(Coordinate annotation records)
<<<<

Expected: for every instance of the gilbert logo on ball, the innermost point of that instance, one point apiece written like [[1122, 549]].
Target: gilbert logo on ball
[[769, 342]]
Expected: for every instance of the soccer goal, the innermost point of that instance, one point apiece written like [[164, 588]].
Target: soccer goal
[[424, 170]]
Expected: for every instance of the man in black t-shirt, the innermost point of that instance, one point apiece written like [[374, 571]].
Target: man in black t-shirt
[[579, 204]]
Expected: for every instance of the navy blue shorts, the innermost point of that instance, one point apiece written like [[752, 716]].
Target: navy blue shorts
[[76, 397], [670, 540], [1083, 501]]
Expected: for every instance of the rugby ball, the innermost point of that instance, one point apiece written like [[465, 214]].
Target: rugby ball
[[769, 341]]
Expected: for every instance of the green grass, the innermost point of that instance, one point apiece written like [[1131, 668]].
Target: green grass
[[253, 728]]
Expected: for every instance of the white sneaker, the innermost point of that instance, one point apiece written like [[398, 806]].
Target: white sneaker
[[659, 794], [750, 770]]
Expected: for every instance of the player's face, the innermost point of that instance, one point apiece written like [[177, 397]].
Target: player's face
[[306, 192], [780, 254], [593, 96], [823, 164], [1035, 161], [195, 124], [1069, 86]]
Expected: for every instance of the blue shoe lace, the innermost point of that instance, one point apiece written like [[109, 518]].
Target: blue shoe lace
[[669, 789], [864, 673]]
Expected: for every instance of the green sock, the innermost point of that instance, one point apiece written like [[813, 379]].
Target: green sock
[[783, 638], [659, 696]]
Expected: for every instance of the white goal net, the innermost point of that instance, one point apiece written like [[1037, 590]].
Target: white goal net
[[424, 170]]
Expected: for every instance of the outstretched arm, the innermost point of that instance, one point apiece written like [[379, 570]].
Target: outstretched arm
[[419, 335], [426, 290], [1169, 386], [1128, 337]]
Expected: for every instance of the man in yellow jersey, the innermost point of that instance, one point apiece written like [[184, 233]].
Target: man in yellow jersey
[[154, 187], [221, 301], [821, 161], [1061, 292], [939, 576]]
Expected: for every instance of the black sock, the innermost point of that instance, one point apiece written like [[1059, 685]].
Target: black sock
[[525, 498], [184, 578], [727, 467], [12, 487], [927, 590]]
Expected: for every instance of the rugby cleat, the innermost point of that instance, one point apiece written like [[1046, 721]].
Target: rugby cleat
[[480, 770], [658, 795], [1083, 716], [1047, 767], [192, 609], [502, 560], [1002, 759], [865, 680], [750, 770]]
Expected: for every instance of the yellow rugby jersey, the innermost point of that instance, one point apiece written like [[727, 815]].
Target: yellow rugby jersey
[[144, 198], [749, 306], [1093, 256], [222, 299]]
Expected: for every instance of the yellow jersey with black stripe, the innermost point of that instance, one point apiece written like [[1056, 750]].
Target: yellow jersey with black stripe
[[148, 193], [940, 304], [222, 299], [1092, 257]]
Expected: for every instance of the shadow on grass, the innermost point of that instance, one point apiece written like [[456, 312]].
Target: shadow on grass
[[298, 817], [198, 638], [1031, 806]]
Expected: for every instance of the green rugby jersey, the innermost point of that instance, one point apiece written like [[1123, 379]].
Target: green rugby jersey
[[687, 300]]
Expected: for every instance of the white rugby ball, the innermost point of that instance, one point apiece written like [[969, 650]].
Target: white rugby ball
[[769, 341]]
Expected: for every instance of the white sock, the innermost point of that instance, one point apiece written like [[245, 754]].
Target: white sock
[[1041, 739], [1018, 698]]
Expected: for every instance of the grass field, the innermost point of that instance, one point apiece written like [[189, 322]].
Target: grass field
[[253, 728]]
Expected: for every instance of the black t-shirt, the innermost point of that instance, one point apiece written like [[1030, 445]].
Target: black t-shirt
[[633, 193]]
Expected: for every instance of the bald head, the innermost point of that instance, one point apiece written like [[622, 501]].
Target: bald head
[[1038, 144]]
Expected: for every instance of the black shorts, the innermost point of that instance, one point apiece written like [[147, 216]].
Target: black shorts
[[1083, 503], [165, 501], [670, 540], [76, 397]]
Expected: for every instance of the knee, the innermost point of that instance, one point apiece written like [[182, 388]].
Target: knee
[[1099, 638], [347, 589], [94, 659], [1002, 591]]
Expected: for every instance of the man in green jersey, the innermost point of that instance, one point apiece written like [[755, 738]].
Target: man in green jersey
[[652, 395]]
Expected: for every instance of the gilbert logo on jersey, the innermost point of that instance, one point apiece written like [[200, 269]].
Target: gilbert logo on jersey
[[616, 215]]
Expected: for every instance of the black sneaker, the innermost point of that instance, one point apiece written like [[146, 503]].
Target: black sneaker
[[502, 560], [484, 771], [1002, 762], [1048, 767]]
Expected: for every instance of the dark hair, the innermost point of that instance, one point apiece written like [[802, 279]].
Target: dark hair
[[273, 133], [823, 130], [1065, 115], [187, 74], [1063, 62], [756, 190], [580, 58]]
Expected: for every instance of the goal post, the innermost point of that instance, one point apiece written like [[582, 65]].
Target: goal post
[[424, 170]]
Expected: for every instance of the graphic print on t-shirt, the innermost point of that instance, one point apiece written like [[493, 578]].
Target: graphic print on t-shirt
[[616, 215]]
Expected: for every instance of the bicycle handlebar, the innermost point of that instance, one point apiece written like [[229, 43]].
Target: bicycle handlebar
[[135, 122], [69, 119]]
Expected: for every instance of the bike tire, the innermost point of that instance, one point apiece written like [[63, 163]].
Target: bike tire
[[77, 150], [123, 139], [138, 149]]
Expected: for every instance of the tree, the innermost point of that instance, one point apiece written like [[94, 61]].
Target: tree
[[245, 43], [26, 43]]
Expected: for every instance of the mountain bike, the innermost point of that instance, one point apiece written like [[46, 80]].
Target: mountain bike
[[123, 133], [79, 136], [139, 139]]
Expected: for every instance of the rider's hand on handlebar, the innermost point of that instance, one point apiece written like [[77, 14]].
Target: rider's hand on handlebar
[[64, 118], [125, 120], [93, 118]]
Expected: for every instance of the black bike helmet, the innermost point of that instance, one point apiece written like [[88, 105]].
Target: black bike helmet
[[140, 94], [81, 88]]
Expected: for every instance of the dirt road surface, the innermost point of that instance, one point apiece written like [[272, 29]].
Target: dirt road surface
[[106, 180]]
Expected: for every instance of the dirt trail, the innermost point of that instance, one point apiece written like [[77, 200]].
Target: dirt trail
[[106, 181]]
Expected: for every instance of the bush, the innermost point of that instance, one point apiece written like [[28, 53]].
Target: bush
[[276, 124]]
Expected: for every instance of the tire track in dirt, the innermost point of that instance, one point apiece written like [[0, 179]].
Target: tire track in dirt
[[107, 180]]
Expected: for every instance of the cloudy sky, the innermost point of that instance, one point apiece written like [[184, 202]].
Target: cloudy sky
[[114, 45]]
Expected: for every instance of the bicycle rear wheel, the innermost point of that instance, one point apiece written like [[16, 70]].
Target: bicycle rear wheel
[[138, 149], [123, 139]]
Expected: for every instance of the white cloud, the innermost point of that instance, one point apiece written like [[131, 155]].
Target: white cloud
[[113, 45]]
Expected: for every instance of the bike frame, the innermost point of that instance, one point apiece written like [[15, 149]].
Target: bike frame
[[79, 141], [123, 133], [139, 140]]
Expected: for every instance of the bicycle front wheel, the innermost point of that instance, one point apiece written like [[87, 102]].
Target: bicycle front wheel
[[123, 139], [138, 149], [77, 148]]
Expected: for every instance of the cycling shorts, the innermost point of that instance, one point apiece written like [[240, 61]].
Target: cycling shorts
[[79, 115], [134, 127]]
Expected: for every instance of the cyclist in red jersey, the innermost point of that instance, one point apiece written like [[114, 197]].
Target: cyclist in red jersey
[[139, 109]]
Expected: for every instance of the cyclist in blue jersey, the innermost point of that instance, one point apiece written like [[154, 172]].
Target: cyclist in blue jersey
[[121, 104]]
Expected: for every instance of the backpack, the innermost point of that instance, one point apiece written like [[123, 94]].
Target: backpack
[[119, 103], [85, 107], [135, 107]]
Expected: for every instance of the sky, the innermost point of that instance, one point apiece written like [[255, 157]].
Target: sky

>>>>

Repeat, character for character, the lines from the one that holds "Expected: for every instance of the bicycle rear" to the final line of the material, inclusive, and no other lines.

Worked answer:
Expected: for every instance of the bicycle rear wheel, the innermost point of that instance, one point apiece written like [[16, 70]].
Target: bicycle rear wheel
[[138, 149], [123, 139]]
Expected: for every instance of the white cloud, the innermost point of that instance, one point apiece written like [[131, 155]].
Target: white cloud
[[113, 45]]
Expected: for every instance of the bike frame, the innermost point of that instance, one point apiece written like [[15, 149]].
Target: bike frame
[[79, 141], [123, 133], [139, 140]]
Expected: for every instance of the bicycle front wheel, the innermost point of that instance, one point apiece written like [[87, 102]].
Target: bicycle front wheel
[[123, 139], [138, 149], [77, 148]]
Expected: for every instance of the cycling shorts, the innermost point of that instance, one point apiece written like [[240, 61]].
Target: cycling shorts
[[79, 115], [134, 127]]
Expected: for every instance of the cyclist in red jersey, the innermost point of that instance, one point apiece written like [[114, 197]].
Target: cyclist in red jersey
[[139, 109]]
Expected: for every instance of the cyclist in blue jersey, the innermost point of that instance, one point apiece written like [[154, 172]].
Target: cyclist in blue jersey
[[121, 104]]
Expected: for every instance of the backpack, the innermost point of that instance, one point apiece written like [[123, 94]].
Target: backpack
[[119, 103], [85, 107], [135, 107]]
Expected: for every instance of the sky, the innermost point of that instance, one point apiece written like [[255, 157]].
Target: sky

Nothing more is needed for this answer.